* Instruction: Copy out every record below, word for word.

* Task input:
--- --- ---
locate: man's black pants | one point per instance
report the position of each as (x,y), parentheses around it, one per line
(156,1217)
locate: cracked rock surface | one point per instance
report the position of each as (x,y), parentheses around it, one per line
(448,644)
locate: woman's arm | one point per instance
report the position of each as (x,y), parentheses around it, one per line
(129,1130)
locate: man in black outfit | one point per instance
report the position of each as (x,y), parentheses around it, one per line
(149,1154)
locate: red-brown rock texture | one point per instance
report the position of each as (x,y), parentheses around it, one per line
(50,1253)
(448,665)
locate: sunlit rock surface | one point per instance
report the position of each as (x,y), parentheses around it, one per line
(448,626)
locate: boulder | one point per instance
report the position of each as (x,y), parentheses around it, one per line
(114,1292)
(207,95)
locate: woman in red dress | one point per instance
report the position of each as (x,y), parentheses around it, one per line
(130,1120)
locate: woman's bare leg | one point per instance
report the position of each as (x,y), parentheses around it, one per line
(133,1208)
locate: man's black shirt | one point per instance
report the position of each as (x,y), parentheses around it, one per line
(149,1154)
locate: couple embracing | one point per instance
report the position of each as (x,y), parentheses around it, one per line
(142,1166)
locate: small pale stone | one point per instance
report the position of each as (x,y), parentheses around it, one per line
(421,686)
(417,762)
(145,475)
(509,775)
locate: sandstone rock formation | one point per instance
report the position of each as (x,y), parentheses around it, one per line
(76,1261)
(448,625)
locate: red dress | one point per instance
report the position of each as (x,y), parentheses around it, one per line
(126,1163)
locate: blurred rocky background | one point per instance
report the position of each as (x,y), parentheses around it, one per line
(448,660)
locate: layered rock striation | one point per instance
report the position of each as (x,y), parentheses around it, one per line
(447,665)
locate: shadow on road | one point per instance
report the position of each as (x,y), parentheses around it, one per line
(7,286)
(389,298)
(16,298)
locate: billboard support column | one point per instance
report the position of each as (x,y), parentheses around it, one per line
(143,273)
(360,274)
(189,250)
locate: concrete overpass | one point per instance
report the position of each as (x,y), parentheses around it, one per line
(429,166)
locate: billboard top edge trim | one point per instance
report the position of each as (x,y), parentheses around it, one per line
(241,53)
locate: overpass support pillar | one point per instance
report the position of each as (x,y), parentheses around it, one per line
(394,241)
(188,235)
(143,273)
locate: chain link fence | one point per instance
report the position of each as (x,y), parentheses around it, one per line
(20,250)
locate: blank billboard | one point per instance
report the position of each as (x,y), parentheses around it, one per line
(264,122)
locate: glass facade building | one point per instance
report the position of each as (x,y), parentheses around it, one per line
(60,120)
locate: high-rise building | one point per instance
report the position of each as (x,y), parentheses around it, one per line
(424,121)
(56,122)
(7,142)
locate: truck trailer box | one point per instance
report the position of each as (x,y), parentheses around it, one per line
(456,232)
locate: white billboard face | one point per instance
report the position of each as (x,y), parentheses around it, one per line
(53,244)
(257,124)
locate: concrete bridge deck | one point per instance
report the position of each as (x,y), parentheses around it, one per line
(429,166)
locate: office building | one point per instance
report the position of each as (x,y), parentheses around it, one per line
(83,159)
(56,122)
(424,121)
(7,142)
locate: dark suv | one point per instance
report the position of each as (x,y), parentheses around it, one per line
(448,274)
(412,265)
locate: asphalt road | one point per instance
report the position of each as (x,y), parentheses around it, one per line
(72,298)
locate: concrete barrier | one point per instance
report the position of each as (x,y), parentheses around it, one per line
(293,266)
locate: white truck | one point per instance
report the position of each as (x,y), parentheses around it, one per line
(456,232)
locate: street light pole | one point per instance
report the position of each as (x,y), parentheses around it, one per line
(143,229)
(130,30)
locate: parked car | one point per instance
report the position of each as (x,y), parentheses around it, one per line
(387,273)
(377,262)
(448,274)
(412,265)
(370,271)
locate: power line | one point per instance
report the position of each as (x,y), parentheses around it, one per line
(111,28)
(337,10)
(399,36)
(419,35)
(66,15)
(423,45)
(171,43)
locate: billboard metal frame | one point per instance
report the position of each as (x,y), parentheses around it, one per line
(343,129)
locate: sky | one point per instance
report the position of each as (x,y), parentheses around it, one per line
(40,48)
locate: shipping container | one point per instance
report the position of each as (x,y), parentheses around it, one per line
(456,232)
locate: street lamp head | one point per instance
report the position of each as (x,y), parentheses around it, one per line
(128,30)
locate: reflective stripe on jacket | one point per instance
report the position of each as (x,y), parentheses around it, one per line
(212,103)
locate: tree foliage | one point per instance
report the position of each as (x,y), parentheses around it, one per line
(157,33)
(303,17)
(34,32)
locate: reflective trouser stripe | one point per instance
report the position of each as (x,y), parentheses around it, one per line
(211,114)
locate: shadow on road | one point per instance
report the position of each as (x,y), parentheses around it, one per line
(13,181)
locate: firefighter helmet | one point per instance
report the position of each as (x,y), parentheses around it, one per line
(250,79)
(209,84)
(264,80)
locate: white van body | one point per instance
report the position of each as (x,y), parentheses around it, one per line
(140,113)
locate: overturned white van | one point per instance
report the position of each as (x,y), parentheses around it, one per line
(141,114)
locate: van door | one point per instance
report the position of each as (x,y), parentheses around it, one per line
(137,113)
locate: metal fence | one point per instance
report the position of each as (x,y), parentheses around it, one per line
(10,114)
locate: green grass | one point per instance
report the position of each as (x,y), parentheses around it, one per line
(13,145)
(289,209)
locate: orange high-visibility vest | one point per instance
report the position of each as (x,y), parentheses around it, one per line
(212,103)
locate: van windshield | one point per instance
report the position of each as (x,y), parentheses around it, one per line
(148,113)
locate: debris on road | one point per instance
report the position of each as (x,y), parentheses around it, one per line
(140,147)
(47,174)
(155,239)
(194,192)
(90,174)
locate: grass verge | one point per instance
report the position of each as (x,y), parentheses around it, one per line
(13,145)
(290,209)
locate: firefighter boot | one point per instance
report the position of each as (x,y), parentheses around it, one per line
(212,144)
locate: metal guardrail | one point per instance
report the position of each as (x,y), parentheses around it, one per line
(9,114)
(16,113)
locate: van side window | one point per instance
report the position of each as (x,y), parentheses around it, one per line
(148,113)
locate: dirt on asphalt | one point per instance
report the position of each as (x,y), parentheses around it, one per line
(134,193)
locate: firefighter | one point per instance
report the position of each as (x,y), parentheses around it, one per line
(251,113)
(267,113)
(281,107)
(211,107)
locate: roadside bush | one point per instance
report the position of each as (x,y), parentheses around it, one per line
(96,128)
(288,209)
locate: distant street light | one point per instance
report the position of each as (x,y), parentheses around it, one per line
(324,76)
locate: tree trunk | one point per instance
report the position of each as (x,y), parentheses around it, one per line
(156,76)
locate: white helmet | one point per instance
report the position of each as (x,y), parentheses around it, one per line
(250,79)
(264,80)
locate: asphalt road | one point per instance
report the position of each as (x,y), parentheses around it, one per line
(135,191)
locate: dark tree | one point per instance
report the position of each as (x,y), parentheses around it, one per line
--- --- ---
* Problem solution:
locate: man's black pants | one point per instance
report the position of each as (x,y), parentheses around it, one per line
(156,1217)
locate: cracked rock surface | one point per instance
report the position of each as (x,y), parentheses around it, one per line
(448,644)
locate: woman's arm | one point per instance
report the position of each as (x,y), parentheses around it, one per line
(129,1130)
locate: man in black outfit | one point per instance
report the position of each as (x,y), parentheses around it, one per line
(149,1154)
locate: red-brown rock texture | one point per instance
report the position of each as (x,y), parentheses around it, one per line
(50,1253)
(448,665)
locate: sunlit rock surface | one point per instance
report the position of each as (x,y), parentheses around it, one per line
(448,626)
locate: boulder | one point per instance
report the position of each as (x,y), parentheses around it, one per line
(114,1292)
(207,95)
locate: woman in red dress | one point per instance
report the position of each as (x,y), parentheses around it, one per line
(130,1120)
locate: woman's bare leg | one point per instance
report the position of each as (x,y), parentheses around it, one per line
(133,1208)
locate: man's black shirt | one point per instance
report the position of each as (x,y), parentheses around it, one per line
(149,1154)
locate: couple embracing | one point per instance
report the position of each as (x,y), parentheses around it, one per line
(142,1166)
locate: small pale stone | one point per instance
report the position of each as (x,y), parentheses around it, one per line
(421,686)
(417,762)
(145,475)
(509,775)
locate: sandstone rock formation | one point per instance
report the position of each as (x,y), parentheses around it, one per line
(76,1261)
(448,625)
locate: red dress | one point per instance
report the position of each as (x,y), parentheses around it, one per line
(126,1163)
locate: blurred rocky background | one point per instance
report the position of each as (x,y), parentheses around it, one per line
(448,660)
locate: layered rock striation | one point per instance
report the position of each as (x,y), parentheses around it, one per line
(447,665)
locate: shadow on road | one point per instance
report the position of each as (x,y), parentheses around it, one per line
(7,286)
(389,298)
(16,298)
locate: billboard support column | one point per instance
report the position of each as (x,y), parentheses around it, one per line
(143,273)
(360,274)
(189,250)
locate: concrete overpass | one point per instance
report the position of each as (x,y), parentheses around it, one per line
(429,166)
locate: billboard top edge trim | one point per instance
report the position of each as (x,y), parentheses around it, one per line
(241,53)
locate: overpass support pillar | one point per instance
report the position of each as (x,y), parentheses around it, one per line
(394,241)
(188,235)
(143,273)
locate: chain link fence | one point per instance
report the position of each as (x,y), parentheses around it, one per line
(20,250)
locate: blank billboard | one point per instance
report the position of each as (x,y), parentheses around it, one per line
(264,122)
locate: glass facade building | one point per instance
report the position of each as (x,y), parentheses around it, one per line
(60,120)
locate: high-rise building | one point per instance
report the position of each as (x,y), parentheses around it, one per line
(424,121)
(56,122)
(7,142)
locate: truck trailer box | one point per instance
report the position of each as (x,y), parentheses around it, one per line
(456,232)
locate: white billboard face | one point per instance
report the position of each as (x,y), parentheses around it, one per line
(53,244)
(257,124)
locate: concrete bridge deck | one point per instance
report the position of each as (x,y), parentheses around it, one per line
(429,166)
locate: office building | one point per instance
report the position of each as (x,y), parentheses around it, one per line
(83,159)
(56,122)
(424,121)
(7,142)
locate: dark suv | one point per instance
report the position of each as (x,y), parentheses around it, one per line
(448,274)
(412,265)
locate: asphalt road | one point per instance
report the position of each as (x,y), parentheses around it, one per line
(72,298)
locate: concrete barrier | one point per instance
report the position of each as (x,y), parentheses around it, one per line
(293,266)
locate: white truck | one point per instance
report the position of each as (x,y), parentheses around it, one per line
(456,232)
locate: street light pole | one point per instance
report the position of each as (x,y), parentheses around it, one per line
(143,229)
(130,30)
locate: parked car | one point per instance
report the position of each as (x,y), parentheses around it, one per line
(387,273)
(377,262)
(448,274)
(412,265)
(370,271)
locate: power line | one point per instance
report the position of each as (x,y), parentheses around it, one per line
(111,28)
(337,10)
(399,36)
(419,35)
(66,15)
(423,45)
(171,43)
locate: billboard metal frame | one point per instance
report the position of each as (x,y), parentheses around it, one per line
(343,129)
locate: sky | one point per instance
report the position of each as (x,y), parentheses around it, one per line
(40,48)
locate: shipping container | one point per instance
report the position of each as (x,y), parentheses around it, one per line
(456,232)
locate: street lamp head | one point per instance
report the position of each as (x,y), parentheses around it, one per line
(128,30)
locate: reflective stripe on jacket | one point per instance
report the position of each as (x,y), parentheses around it, one per line
(212,103)
locate: tree foliage | one point per instance
report the position of each as (x,y), parentheses around it, one per line
(157,33)
(303,17)
(34,32)
locate: reflective trouser stripe | one point per instance
report the position of each as (x,y), parentheses around it, one per line
(211,114)
locate: shadow on road | one point per instance
report the position of each as (x,y), parentheses around it, one per line
(13,181)
locate: firefighter helmet | one point per instance
report the position of each as (x,y), parentheses around it, one per line
(250,79)
(209,84)
(264,80)
locate: white van body | one point per instance
report the position of each as (x,y), parentheses around it, one per line
(140,113)
locate: overturned white van | one point per instance
report the position of each as (x,y), parentheses around it, one per line
(141,114)
locate: van door | one point per instance
report the position of each as (x,y), parentheses around it, one per line
(137,113)
locate: metal fence | one point per instance
report the position of each as (x,y), parentheses around it, one per line
(10,114)
locate: green grass | one point per instance
report the position of each as (x,y), parentheses around it, one per line
(13,145)
(289,209)
locate: orange high-visibility vest | one point per instance
report the position of each as (x,y), parentheses around it, one per line
(212,103)
locate: van windshield | one point per instance
report the position of each as (x,y), parentheses around it, one per line
(148,113)
locate: debris on road | one point per instance
report the position of each as (x,y), parentheses around it, one per line
(140,147)
(47,174)
(155,239)
(194,192)
(90,174)
locate: grass verge | one point per instance
report the position of each as (x,y), parentheses around it, one per line
(13,145)
(290,209)
locate: firefighter boot | one point per instance
report the position of each as (x,y), parentheses around it, one per line
(212,144)
locate: metal guardrail | one point per instance
report the position of each as (x,y), parentheses around it, one per line
(9,114)
(16,113)
locate: van side window | one point per instance
report the position of each as (x,y), parentheses around it, one per line
(148,113)
locate: dirt on asphalt | one point per instance
report the position of each as (x,y), parentheses around it, one per line
(134,193)
locate: firefighter | one point per instance
report the position of each as (x,y), parentheses around it, one per line
(251,113)
(267,113)
(281,107)
(211,107)
locate: roadside bush | one point per instance
report the position of each as (x,y), parentheses around it, one per line
(96,128)
(288,209)
locate: distant street light | one point per instance
report the position of each as (x,y), parentheses around it, one per line
(324,76)
locate: tree trunk | one point per instance
report the position of each as (x,y), parentheses around it, one per line
(156,76)
locate: white helmet | one point per instance
report the position of each as (x,y), parentheses around it, one per line
(250,79)
(264,80)
locate: asphalt road | one point per instance
report the position of each as (x,y), parentheses around it, one per line
(135,191)
locate: dark tree | one point per instance
report the position of each as (x,y), parentheses around it, one per line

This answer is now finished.